[Okuma metni]:
====================

22 Ekim’de ne oldu?

M. Sinan Mert yazdı: Temkinli ama aktif bir iyimserlik, halka gerçekleri anlatan, sürecin çelişkilerini ortaya koyan ancak barışa bir milim dahi yaklaşmak mümkünse bunun için de risk ve inisiyatif alabilen bir tutuma ihtiyacımız var. Müzakerenin, barışın veya en şiddetli savaşın eşiği bir bıçak sırtında yürüme daveti kabulümüzdür.

Bahçeli’nin el sıkma seremonisiyle başlayan ve bugünkü Meclis konuşmasıyla yeniden momentum kazanan açılımının esas amacının, muhalefetin yeniden dizaynı ve rejimin istikrarının temini olduğu açıktır. 2025 iktidarın en zor senesi olacaktır ve bu koşullarda iç cephenin güçlendirilmesinden kasıt muhalefetin atalete sürüklenmesidir. Erken seçim talebinin gündem dışına itilmesi, Anayasa yapım sürecine hayırhah bakışın güçlendirilmesi de beklentilerin başında gelmektedir.

====================

[Görev 1]:
Okuma metnini iki cümleyle özetleyin.

[Alıntı satırlar]:
====================

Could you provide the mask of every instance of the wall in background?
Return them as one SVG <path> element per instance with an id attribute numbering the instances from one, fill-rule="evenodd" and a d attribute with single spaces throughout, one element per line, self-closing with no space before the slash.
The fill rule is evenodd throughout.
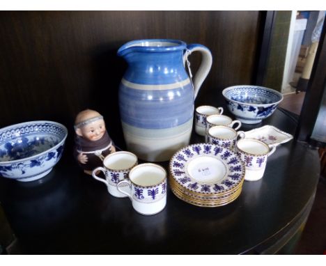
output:
<path id="1" fill-rule="evenodd" d="M 38 11 L 0 13 L 0 127 L 52 120 L 69 130 L 93 108 L 123 145 L 118 88 L 127 68 L 123 43 L 175 38 L 200 43 L 213 65 L 196 105 L 217 105 L 222 90 L 251 84 L 259 48 L 259 11 Z M 200 61 L 192 55 L 192 72 Z"/>

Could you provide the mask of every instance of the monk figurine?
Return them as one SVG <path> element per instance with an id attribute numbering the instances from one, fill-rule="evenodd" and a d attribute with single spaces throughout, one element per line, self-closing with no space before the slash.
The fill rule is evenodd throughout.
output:
<path id="1" fill-rule="evenodd" d="M 92 175 L 94 169 L 103 166 L 104 158 L 116 151 L 103 116 L 94 110 L 82 111 L 75 120 L 75 156 L 84 171 Z"/>

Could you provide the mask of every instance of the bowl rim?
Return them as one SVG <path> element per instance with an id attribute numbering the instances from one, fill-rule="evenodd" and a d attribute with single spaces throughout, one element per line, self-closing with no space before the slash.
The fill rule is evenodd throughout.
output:
<path id="1" fill-rule="evenodd" d="M 50 120 L 40 120 L 28 121 L 28 122 L 23 122 L 23 123 L 17 123 L 17 124 L 10 125 L 6 126 L 5 127 L 0 128 L 0 132 L 2 132 L 2 131 L 4 131 L 6 130 L 8 130 L 8 129 L 10 129 L 10 128 L 11 128 L 13 127 L 19 127 L 20 125 L 29 125 L 29 124 L 33 124 L 33 123 L 42 123 L 54 124 L 54 125 L 56 125 L 58 126 L 61 127 L 62 129 L 65 131 L 65 136 L 61 139 L 61 141 L 60 141 L 60 142 L 58 144 L 56 144 L 56 146 L 50 148 L 49 149 L 47 149 L 47 150 L 45 150 L 45 151 L 43 151 L 42 152 L 38 153 L 38 154 L 36 154 L 35 155 L 33 155 L 33 156 L 26 157 L 25 158 L 18 159 L 15 159 L 15 160 L 11 160 L 11 161 L 0 161 L 0 166 L 1 164 L 3 165 L 3 164 L 8 164 L 18 163 L 18 162 L 24 162 L 24 161 L 26 161 L 26 160 L 31 160 L 31 159 L 33 159 L 34 158 L 39 157 L 40 156 L 42 156 L 42 155 L 44 155 L 45 154 L 48 153 L 50 150 L 56 149 L 56 148 L 61 146 L 63 143 L 65 142 L 65 139 L 67 139 L 67 136 L 68 136 L 68 129 L 67 129 L 67 127 L 65 125 L 63 125 L 63 124 L 61 124 L 61 123 L 59 123 L 58 122 L 50 121 Z"/>
<path id="2" fill-rule="evenodd" d="M 233 88 L 237 88 L 237 87 L 242 87 L 242 88 L 243 88 L 243 87 L 255 87 L 255 88 L 262 88 L 262 89 L 265 90 L 265 91 L 270 91 L 272 93 L 274 93 L 278 95 L 279 96 L 281 97 L 281 99 L 277 102 L 274 102 L 270 103 L 270 104 L 249 104 L 249 103 L 247 103 L 247 102 L 241 102 L 235 101 L 234 100 L 230 99 L 228 97 L 227 97 L 226 95 L 226 93 L 227 91 L 231 91 L 231 89 L 233 89 Z M 267 107 L 267 106 L 270 106 L 270 105 L 278 104 L 283 100 L 283 99 L 284 97 L 283 96 L 283 94 L 281 93 L 279 91 L 277 91 L 274 90 L 274 89 L 270 88 L 267 88 L 267 87 L 264 87 L 264 86 L 256 86 L 256 85 L 235 85 L 235 86 L 231 86 L 225 88 L 222 91 L 222 95 L 223 95 L 223 96 L 224 97 L 225 99 L 226 99 L 226 100 L 228 100 L 229 101 L 232 101 L 233 102 L 235 102 L 235 103 L 240 104 L 250 105 L 250 106 L 254 106 L 254 107 Z"/>

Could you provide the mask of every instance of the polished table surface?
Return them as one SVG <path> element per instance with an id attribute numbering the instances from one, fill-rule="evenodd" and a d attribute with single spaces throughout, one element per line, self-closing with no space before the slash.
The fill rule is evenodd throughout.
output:
<path id="1" fill-rule="evenodd" d="M 277 109 L 241 130 L 264 125 L 294 134 L 297 121 Z M 202 141 L 194 134 L 192 143 Z M 306 219 L 319 171 L 317 150 L 291 140 L 268 158 L 261 180 L 244 182 L 234 202 L 200 208 L 168 189 L 166 208 L 144 216 L 128 198 L 111 196 L 103 183 L 82 173 L 65 150 L 40 180 L 0 178 L 0 202 L 23 253 L 272 253 Z"/>

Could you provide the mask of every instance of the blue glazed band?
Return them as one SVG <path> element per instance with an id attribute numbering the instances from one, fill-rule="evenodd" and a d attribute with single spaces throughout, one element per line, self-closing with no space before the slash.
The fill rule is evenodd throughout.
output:
<path id="1" fill-rule="evenodd" d="M 192 119 L 192 86 L 188 84 L 171 90 L 148 91 L 121 84 L 119 105 L 122 121 L 130 125 L 145 129 L 177 127 Z"/>

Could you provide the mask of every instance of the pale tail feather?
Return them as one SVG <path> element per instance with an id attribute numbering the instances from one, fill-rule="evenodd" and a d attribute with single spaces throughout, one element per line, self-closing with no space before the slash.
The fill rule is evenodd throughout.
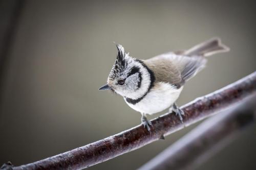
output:
<path id="1" fill-rule="evenodd" d="M 219 38 L 213 38 L 186 51 L 183 55 L 209 56 L 229 51 L 229 48 L 221 42 Z"/>

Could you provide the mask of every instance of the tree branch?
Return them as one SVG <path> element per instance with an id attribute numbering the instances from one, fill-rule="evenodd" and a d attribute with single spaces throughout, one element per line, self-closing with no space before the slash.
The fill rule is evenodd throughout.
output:
<path id="1" fill-rule="evenodd" d="M 105 139 L 13 169 L 79 169 L 138 149 L 196 123 L 236 103 L 256 89 L 256 72 L 224 88 L 183 106 L 184 124 L 174 114 L 152 121 L 151 133 L 140 125 Z"/>
<path id="2" fill-rule="evenodd" d="M 195 169 L 255 120 L 255 94 L 204 121 L 138 170 Z"/>

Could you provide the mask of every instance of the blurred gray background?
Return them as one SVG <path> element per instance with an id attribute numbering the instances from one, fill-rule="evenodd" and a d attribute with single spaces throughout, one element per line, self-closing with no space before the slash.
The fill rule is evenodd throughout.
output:
<path id="1" fill-rule="evenodd" d="M 256 68 L 253 1 L 6 0 L 0 11 L 1 164 L 38 160 L 140 123 L 121 96 L 98 90 L 116 57 L 113 41 L 147 59 L 221 37 L 231 51 L 209 58 L 180 106 Z M 89 169 L 134 169 L 195 126 Z M 255 169 L 255 130 L 199 169 Z"/>

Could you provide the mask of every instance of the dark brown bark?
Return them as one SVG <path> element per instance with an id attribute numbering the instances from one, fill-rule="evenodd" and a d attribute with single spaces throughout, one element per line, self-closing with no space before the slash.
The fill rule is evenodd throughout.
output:
<path id="1" fill-rule="evenodd" d="M 221 109 L 242 100 L 255 92 L 256 72 L 217 91 L 181 107 L 185 112 L 184 124 L 174 114 L 153 119 L 151 133 L 139 125 L 105 139 L 37 162 L 13 167 L 21 169 L 79 169 L 105 161 L 138 149 L 174 133 Z"/>
<path id="2" fill-rule="evenodd" d="M 255 94 L 204 121 L 138 170 L 195 169 L 255 120 Z"/>

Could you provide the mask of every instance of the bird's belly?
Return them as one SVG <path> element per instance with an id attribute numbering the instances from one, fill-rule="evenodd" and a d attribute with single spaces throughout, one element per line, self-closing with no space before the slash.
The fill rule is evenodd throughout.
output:
<path id="1" fill-rule="evenodd" d="M 139 103 L 133 105 L 126 103 L 133 109 L 152 114 L 162 111 L 172 105 L 179 97 L 182 87 L 175 89 L 169 84 L 159 82 Z"/>

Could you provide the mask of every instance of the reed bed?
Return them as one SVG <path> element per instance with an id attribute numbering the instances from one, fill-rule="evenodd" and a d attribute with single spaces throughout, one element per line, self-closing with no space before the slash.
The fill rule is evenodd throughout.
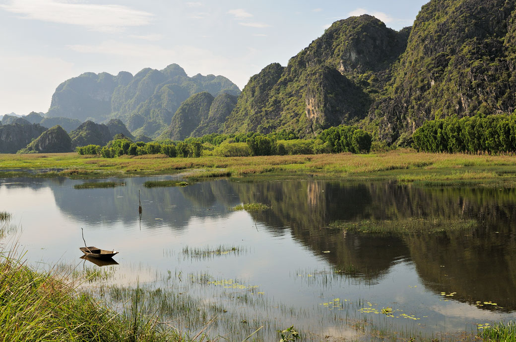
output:
<path id="1" fill-rule="evenodd" d="M 427 185 L 431 185 L 432 181 L 443 180 L 448 184 L 458 184 L 464 179 L 475 184 L 496 181 L 498 183 L 508 182 L 513 184 L 516 181 L 516 174 L 513 172 L 516 160 L 510 156 L 429 153 L 405 149 L 369 155 L 209 156 L 199 158 L 123 156 L 109 160 L 85 158 L 75 153 L 0 155 L 0 165 L 7 172 L 19 169 L 23 175 L 31 177 L 36 176 L 27 174 L 27 169 L 55 169 L 59 170 L 39 176 L 78 178 L 174 174 L 181 170 L 202 169 L 203 170 L 192 177 L 205 180 L 220 177 L 292 177 L 311 175 L 344 180 L 380 179 L 418 182 L 422 185 L 426 185 L 425 182 L 429 182 Z M 15 174 L 16 172 L 14 172 Z M 5 175 L 5 177 L 10 176 L 11 174 Z"/>
<path id="2" fill-rule="evenodd" d="M 238 255 L 246 251 L 243 247 L 225 245 L 221 245 L 215 248 L 209 246 L 203 248 L 189 247 L 187 246 L 183 248 L 182 253 L 184 256 L 191 259 L 205 260 L 222 255 Z"/>
<path id="3" fill-rule="evenodd" d="M 328 225 L 331 229 L 349 232 L 380 234 L 438 234 L 445 232 L 474 229 L 476 221 L 461 218 L 405 218 L 395 220 L 364 220 L 358 222 L 336 221 Z"/>
<path id="4" fill-rule="evenodd" d="M 73 186 L 75 189 L 92 189 L 102 187 L 116 187 L 125 185 L 123 182 L 86 182 Z"/>
<path id="5" fill-rule="evenodd" d="M 11 214 L 6 211 L 0 211 L 0 222 L 9 221 L 11 219 Z"/>
<path id="6" fill-rule="evenodd" d="M 186 182 L 179 180 L 150 180 L 143 183 L 146 187 L 188 186 L 189 185 Z"/>
<path id="7" fill-rule="evenodd" d="M 183 340 L 152 318 L 118 315 L 66 279 L 6 253 L 0 253 L 0 341 Z"/>

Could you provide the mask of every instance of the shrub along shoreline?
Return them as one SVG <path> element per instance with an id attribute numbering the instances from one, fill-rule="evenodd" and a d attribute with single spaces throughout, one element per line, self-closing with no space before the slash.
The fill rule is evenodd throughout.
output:
<path id="1" fill-rule="evenodd" d="M 115 138 L 105 146 L 88 145 L 77 147 L 75 150 L 79 155 L 96 155 L 104 158 L 160 153 L 170 158 L 359 153 L 369 152 L 373 139 L 362 129 L 345 125 L 323 131 L 316 139 L 300 139 L 294 133 L 284 132 L 267 135 L 214 133 L 184 141 L 163 140 L 147 143 L 133 142 L 120 135 Z"/>

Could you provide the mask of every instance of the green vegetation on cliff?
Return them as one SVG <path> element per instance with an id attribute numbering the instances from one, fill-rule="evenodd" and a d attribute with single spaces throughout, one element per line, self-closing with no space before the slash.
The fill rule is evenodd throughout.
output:
<path id="1" fill-rule="evenodd" d="M 46 128 L 38 124 L 0 126 L 0 153 L 16 153 L 39 136 Z"/>
<path id="2" fill-rule="evenodd" d="M 62 153 L 72 150 L 72 140 L 62 127 L 55 126 L 45 131 L 18 153 Z"/>
<path id="3" fill-rule="evenodd" d="M 70 133 L 72 145 L 85 146 L 87 145 L 106 145 L 112 136 L 105 125 L 95 124 L 92 121 L 83 123 Z"/>
<path id="4" fill-rule="evenodd" d="M 408 32 L 370 15 L 336 22 L 286 67 L 272 64 L 251 77 L 224 131 L 283 128 L 307 136 L 364 118 Z"/>
<path id="5" fill-rule="evenodd" d="M 214 96 L 222 92 L 240 94 L 238 88 L 223 76 L 189 77 L 175 64 L 163 70 L 146 68 L 134 76 L 125 72 L 116 76 L 86 73 L 57 87 L 46 115 L 81 122 L 120 119 L 135 135 L 155 138 L 170 124 L 184 101 L 202 92 Z"/>
<path id="6" fill-rule="evenodd" d="M 516 108 L 516 3 L 431 0 L 414 23 L 384 94 L 371 108 L 393 143 L 427 120 Z"/>

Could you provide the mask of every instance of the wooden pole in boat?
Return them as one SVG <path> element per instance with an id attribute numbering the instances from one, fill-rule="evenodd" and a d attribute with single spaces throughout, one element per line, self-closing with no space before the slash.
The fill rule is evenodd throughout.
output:
<path id="1" fill-rule="evenodd" d="M 139 205 L 138 206 L 138 212 L 140 214 L 140 218 L 141 218 L 141 212 L 142 211 L 141 210 L 141 201 L 140 200 L 140 191 L 139 190 L 138 191 L 138 202 L 139 203 Z"/>
<path id="2" fill-rule="evenodd" d="M 84 229 L 83 229 L 83 227 L 80 227 L 80 230 L 83 232 L 83 241 L 84 242 L 84 247 L 88 248 L 88 246 L 86 245 L 86 241 L 84 240 Z"/>
<path id="3" fill-rule="evenodd" d="M 86 248 L 86 250 L 88 252 L 91 252 L 90 249 L 88 248 L 88 246 L 86 245 L 86 241 L 84 240 L 84 229 L 83 229 L 83 227 L 80 227 L 80 231 L 83 232 L 83 241 L 84 242 L 84 247 Z"/>

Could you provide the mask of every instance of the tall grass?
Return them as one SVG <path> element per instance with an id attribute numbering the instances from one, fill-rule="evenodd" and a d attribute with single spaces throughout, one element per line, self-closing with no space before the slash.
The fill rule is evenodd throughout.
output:
<path id="1" fill-rule="evenodd" d="M 474 220 L 458 218 L 421 218 L 393 220 L 363 220 L 358 222 L 336 221 L 329 228 L 369 234 L 437 234 L 444 232 L 467 230 L 478 227 Z"/>
<path id="2" fill-rule="evenodd" d="M 138 311 L 120 315 L 105 302 L 78 292 L 67 280 L 37 272 L 0 253 L 0 341 L 179 341 Z"/>
<path id="3" fill-rule="evenodd" d="M 75 189 L 92 189 L 100 187 L 116 187 L 125 185 L 123 182 L 86 182 L 82 184 L 77 184 L 73 186 Z"/>
<path id="4" fill-rule="evenodd" d="M 11 214 L 6 211 L 0 211 L 0 222 L 11 219 Z"/>
<path id="5" fill-rule="evenodd" d="M 500 322 L 493 326 L 484 326 L 479 335 L 485 341 L 516 342 L 516 322 L 511 321 L 507 323 Z"/>
<path id="6" fill-rule="evenodd" d="M 143 183 L 146 187 L 156 186 L 188 186 L 189 184 L 185 181 L 179 180 L 150 180 Z"/>

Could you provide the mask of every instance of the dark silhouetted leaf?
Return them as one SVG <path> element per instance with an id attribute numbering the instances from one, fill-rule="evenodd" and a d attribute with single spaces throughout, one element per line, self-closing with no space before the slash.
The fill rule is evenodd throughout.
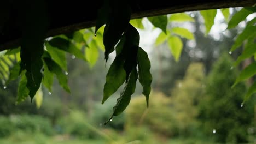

====================

[Görev 2]:
Alıntı satırlardan "Could you provide the mask of every instance of the wooden" ifadesinin geçtiği satırla başlayıp "139 205 L 138" ifadesinin geçtiği satıra kadar uzanan satırları yeniden yazın. "wooden pole" adını "mast" olarak değiştirin, geri kalan her şeyi aynen bırakın.

[Cevap 1]:
Yazar, halka gerçekleri anlatan, sürecin çelişkilerini ortaya koyan ve barışa yaklaşmak mümkünse risk ve inisiyatif alabilen, temkinli ama aktif bir iyimserliğe ihtiyaç olduğunu savunuyor. Bahçeli'nin açılımının esas amacının muhalefetin yeniden dizaynı ve rejimin istikrarının temini olduğunu, iktidarın en zor senesi olacak 2025'te iç cephenin güçlendirilmesinden kastın muhalefetin atalete sürüklenmesi olduğunu belirtiyor.

[Cevap 2]:
Could you provide the mask of every instance of the mast in boat?
Return them as one SVG <path> element per instance with an id attribute numbering the instances from one, fill-rule="evenodd" and a d attribute with single spaces throughout, one element per line, self-closing with no space before the slash.
The fill rule is evenodd throughout.
output:
<path id="1" fill-rule="evenodd" d="M 139 205 L 138 206 L 138 212 L 140 214 L 140 218 L 141 218 L 141 212 L 142 211 L 141 210 L 141 201 L 140 200 L 140 191 L 139 190 L 138 191 L 138 202 L 139 203 Z"/>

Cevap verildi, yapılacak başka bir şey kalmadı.